Problem to solve ::
Copy the listing below word for word, leaving out the pictures.

Data supplied ::
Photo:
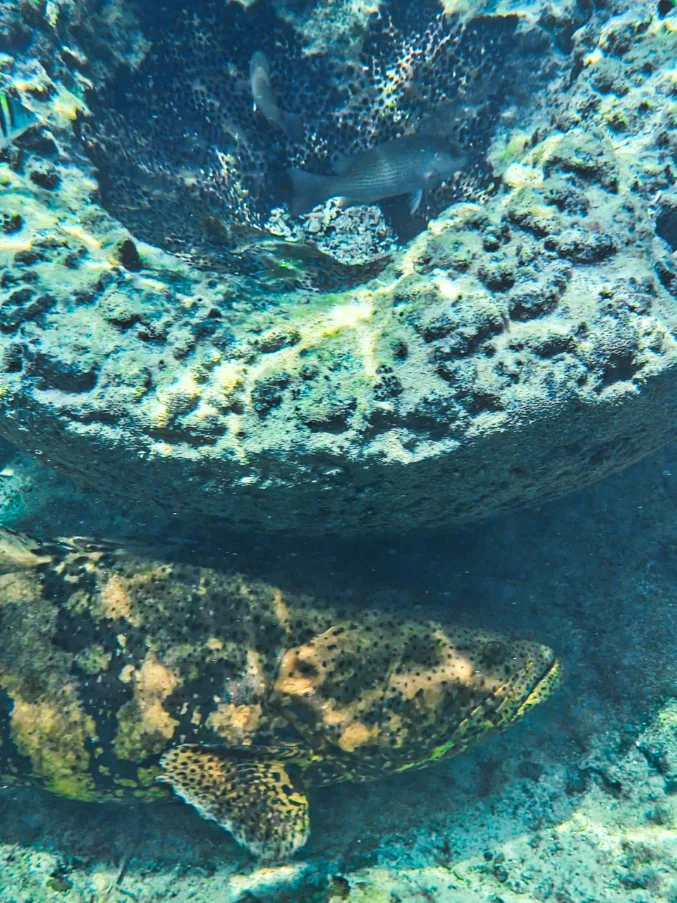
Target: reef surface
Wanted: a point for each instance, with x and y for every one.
(577, 803)
(520, 345)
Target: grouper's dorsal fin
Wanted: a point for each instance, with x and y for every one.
(255, 799)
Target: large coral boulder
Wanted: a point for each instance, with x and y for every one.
(521, 345)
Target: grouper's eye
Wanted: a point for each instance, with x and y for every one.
(494, 652)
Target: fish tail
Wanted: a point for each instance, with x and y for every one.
(310, 190)
(292, 127)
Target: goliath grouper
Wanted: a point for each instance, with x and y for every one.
(409, 165)
(121, 668)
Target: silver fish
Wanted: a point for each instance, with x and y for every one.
(266, 102)
(409, 165)
(15, 119)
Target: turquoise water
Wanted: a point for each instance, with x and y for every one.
(288, 490)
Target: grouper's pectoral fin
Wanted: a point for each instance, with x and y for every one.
(255, 799)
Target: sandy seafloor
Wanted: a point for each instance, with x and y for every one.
(578, 803)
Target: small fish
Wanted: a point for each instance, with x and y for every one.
(266, 102)
(15, 119)
(409, 165)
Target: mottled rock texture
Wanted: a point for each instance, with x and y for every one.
(520, 346)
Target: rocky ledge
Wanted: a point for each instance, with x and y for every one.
(524, 344)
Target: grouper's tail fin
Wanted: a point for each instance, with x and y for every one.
(310, 190)
(19, 552)
(258, 799)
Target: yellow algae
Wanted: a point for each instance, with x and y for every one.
(518, 174)
(163, 448)
(127, 673)
(158, 413)
(144, 725)
(345, 316)
(66, 106)
(53, 735)
(77, 231)
(448, 288)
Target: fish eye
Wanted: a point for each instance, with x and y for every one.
(495, 652)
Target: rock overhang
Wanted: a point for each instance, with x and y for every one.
(521, 346)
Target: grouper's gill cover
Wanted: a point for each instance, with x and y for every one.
(122, 666)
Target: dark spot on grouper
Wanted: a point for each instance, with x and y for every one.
(123, 671)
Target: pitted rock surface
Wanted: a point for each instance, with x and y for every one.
(524, 344)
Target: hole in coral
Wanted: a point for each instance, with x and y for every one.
(187, 163)
(666, 225)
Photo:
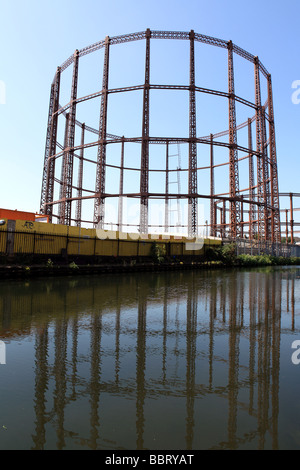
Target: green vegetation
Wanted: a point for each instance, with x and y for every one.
(226, 255)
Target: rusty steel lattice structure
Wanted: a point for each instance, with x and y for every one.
(260, 199)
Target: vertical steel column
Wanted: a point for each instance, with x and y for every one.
(121, 189)
(292, 218)
(267, 196)
(286, 226)
(192, 202)
(259, 148)
(80, 179)
(224, 218)
(167, 189)
(99, 209)
(242, 217)
(276, 231)
(49, 165)
(47, 150)
(62, 189)
(212, 189)
(251, 184)
(66, 204)
(233, 153)
(144, 181)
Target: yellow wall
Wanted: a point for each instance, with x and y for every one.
(42, 238)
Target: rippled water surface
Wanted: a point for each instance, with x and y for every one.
(177, 360)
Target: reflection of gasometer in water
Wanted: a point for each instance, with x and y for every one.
(2, 353)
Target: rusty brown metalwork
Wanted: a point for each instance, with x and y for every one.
(260, 200)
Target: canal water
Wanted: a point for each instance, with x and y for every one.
(172, 360)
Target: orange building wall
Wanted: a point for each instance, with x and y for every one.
(16, 215)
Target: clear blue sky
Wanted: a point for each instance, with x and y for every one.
(37, 36)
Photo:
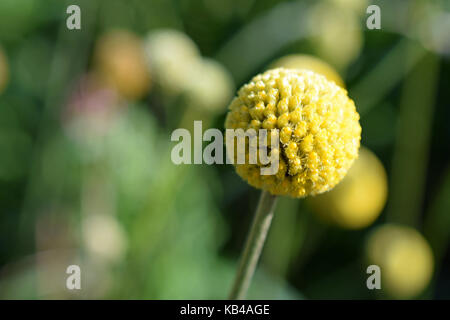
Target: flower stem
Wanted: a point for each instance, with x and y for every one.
(253, 247)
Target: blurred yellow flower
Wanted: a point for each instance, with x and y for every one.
(357, 201)
(4, 70)
(318, 125)
(104, 237)
(171, 56)
(337, 33)
(120, 61)
(304, 61)
(210, 87)
(405, 259)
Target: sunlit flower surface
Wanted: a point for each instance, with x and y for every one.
(318, 126)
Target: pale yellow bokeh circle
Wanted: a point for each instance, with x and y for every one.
(358, 200)
(404, 257)
(303, 61)
(121, 63)
(4, 70)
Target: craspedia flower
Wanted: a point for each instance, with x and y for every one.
(120, 60)
(358, 200)
(304, 61)
(319, 131)
(4, 71)
(405, 259)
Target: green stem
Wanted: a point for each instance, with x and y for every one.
(253, 247)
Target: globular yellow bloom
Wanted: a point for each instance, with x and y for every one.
(304, 61)
(358, 200)
(319, 131)
(4, 71)
(404, 257)
(120, 61)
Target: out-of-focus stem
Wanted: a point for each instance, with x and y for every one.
(253, 247)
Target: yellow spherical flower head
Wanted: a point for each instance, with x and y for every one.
(358, 200)
(405, 260)
(317, 125)
(303, 61)
(120, 61)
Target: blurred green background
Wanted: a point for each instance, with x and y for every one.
(86, 116)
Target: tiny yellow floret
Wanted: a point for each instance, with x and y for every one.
(358, 200)
(318, 125)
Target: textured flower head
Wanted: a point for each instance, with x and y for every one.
(405, 258)
(319, 131)
(304, 61)
(358, 200)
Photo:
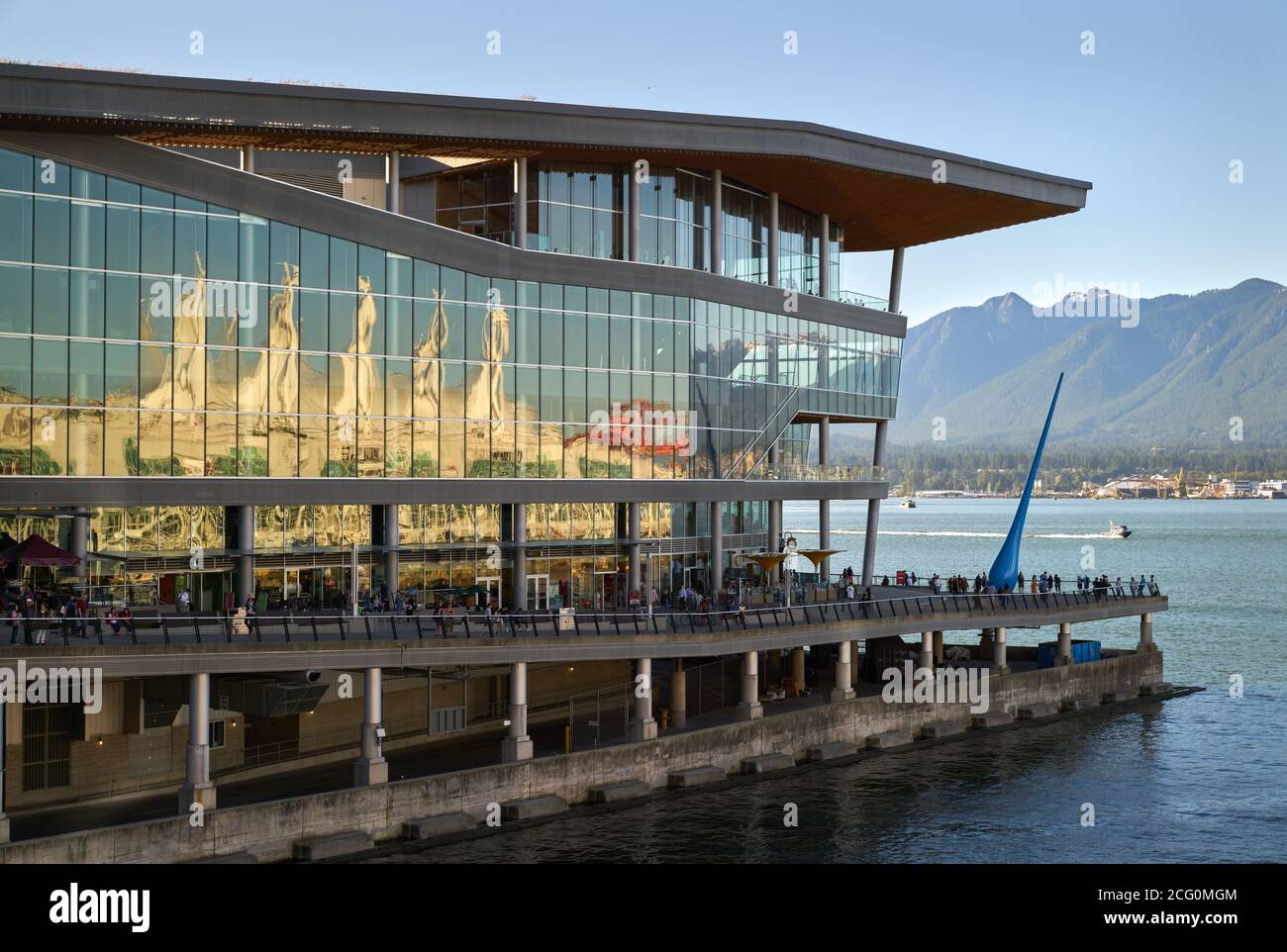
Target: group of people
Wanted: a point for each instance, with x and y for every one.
(34, 614)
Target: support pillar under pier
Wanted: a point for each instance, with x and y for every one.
(843, 690)
(371, 767)
(798, 669)
(1064, 656)
(678, 695)
(927, 650)
(999, 665)
(643, 725)
(1145, 633)
(197, 788)
(750, 708)
(518, 745)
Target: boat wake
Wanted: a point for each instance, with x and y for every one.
(955, 534)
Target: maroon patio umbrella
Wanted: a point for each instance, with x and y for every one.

Result of this task ::
Photo:
Target: reef surface
Wanted: a point for each instance, with x and y for every one.
(577, 803)
(520, 345)
Target: grouper's dorsal fin
Wanted: a point for each instance, with x and y for every one.
(255, 799)
Target: large coral boulder
Wanted: a point for each instance, with x and y for every one.
(521, 345)
Target: grouper's eye
Wanted: a point for each instance, with x and y for every one.
(494, 652)
Target: fish tail
Wanted: a point for each instance, with x and y for every one.
(310, 190)
(292, 127)
Target: goliath grouper
Wanted: a point for each instance, with x and y for every one.
(409, 165)
(121, 668)
Target: silver fish
Wanted: a point for each instance, with x and y for every one.
(266, 102)
(409, 165)
(15, 119)
Target: turquoise water
Wanted: a point for each instance, with x and y for every one.
(288, 490)
Target: grouper's pectoral fin
Wanted: a point for each instance, with x and y for every one.
(255, 799)
Target: sandy seafloor
Wanted: a point for each instance, with x and y for every one.
(578, 803)
Target: small fish
Wanted: a point for each instance, with x and y for every one.
(266, 102)
(15, 119)
(409, 165)
Target: mottled rock texture
Wanted: a point for each instance, with x and y for every one.
(520, 346)
Target: rocky ledge
Wanted: a point for each instance, with x and y for every one.
(524, 344)
Target: grouper's tail fin
Wanted: a point for each instance, with x and y for every one.
(310, 190)
(19, 552)
(258, 799)
Target: yellow algae
Wanted: a point for each instance, with x and y for every one.
(518, 174)
(163, 448)
(127, 673)
(158, 413)
(144, 725)
(345, 316)
(66, 106)
(53, 735)
(77, 231)
(448, 288)
Target: fish eye
Wanted: a point for each instance, with x and y for every one.
(495, 652)
Target: rock overhang
Wanted: a point for each instance, with x and y for every one.
(521, 346)
Target: grouper's gill cover
Wanted: a point for each instance, with x and y for every one.
(122, 666)
Target: dark spot on grouper
Wanted: a point for each instance, with x and y for every one.
(123, 671)
Target: pitted rock surface
Wanted: a point for each instance, with x and y for every one.
(524, 344)
Target: hole in coral
Wanted: a point for each instance, with x and y for every one.
(187, 163)
(666, 225)
Photo:
Target: green vegetation
Wanted: a point for each instance, with x and y for every one.
(226, 255)
Target: rusty steel lattice structure
Wanted: a point for each instance, with x and y for every one.
(260, 199)
Target: vertical steel column
Wanted: a point for each instance, with x and y for every one.
(121, 189)
(292, 218)
(267, 196)
(286, 226)
(192, 202)
(259, 148)
(80, 179)
(224, 218)
(167, 189)
(99, 209)
(242, 217)
(276, 231)
(49, 165)
(47, 150)
(62, 189)
(212, 189)
(251, 184)
(66, 204)
(233, 153)
(144, 181)
Target: yellow wall
Wanted: a point for each instance, with x and y for every one.
(42, 238)
Target: rippled water surface
Wanted: a point for each instance, with x and y for every one.
(177, 360)
Target: reflection of gasometer in water
Wanted: a point for each instance, with x and y for every one.
(2, 353)
Target: rusty brown metalwork
Wanted: a point for each instance, with x and y for every one.
(260, 200)
Target: canal water
Wanted: a point for each instance, with x and y for every one.
(172, 360)
Target: orange building wall
Wanted: a point for each instance, with x and y for every one.
(16, 215)
Target: clear blue sky
Wanted: a point for each instance, with x and y for every one.
(37, 36)
Photo:
Target: flower stem
Wanted: a point for each instance, with x and y for every one.
(253, 247)
Target: blurred yellow flower
Wanted: a point for each instance, with x and y for every one.
(357, 201)
(4, 70)
(318, 125)
(104, 237)
(171, 56)
(337, 33)
(120, 61)
(304, 61)
(210, 87)
(405, 259)
Target: sunlit flower surface
Wanted: a point for each instance, with x and y for every one.
(318, 126)
Target: pale yellow bokeh circle
Wanted: a point for each instance, with x and y for every one.
(358, 200)
(404, 257)
(303, 61)
(121, 63)
(4, 70)
Target: craspedia flower
Wanted: a point for each instance, with x and y for every one.
(120, 60)
(358, 200)
(304, 61)
(319, 131)
(4, 71)
(405, 259)
Target: green stem
Wanted: a point for each instance, with x and y for every one.
(253, 247)
Target: globular yellow bloom
Wanted: a point for each instance, with x and y for every one.
(304, 61)
(358, 200)
(319, 131)
(4, 71)
(404, 257)
(120, 61)
Target: out-of-focus stem
Wanted: a point for each instance, with x and y for every one.
(253, 247)
Target: yellow spherical flower head
Wanted: a point for each instance, with x and y for every one.
(358, 200)
(405, 260)
(317, 125)
(303, 61)
(120, 61)
Target: blurred green background
Wanted: a point for each instance, with x and y for every one.
(86, 116)
Target: tiny yellow floret
Wanted: a point for each instance, with x and y for every one.
(358, 200)
(318, 125)
Target: textured flower head
Wanted: a point for each instance, with x and y for every one.
(405, 258)
(319, 131)
(304, 61)
(358, 200)
Photo:
Target: group of people
Wanted: a point for each instance, with x and y for every one.
(34, 614)
Target: support pillar under pier
Wanted: a point for each instance, with x and y for every one.
(843, 690)
(371, 767)
(798, 669)
(1064, 656)
(678, 695)
(927, 650)
(999, 665)
(643, 725)
(1145, 633)
(197, 788)
(750, 708)
(518, 745)
Target: boat wake
Wanted: a point for each instance, with x and y for every one.
(955, 534)
Target: maroon patio umbrella
Wanted: a point for each instance, with x and y for every one.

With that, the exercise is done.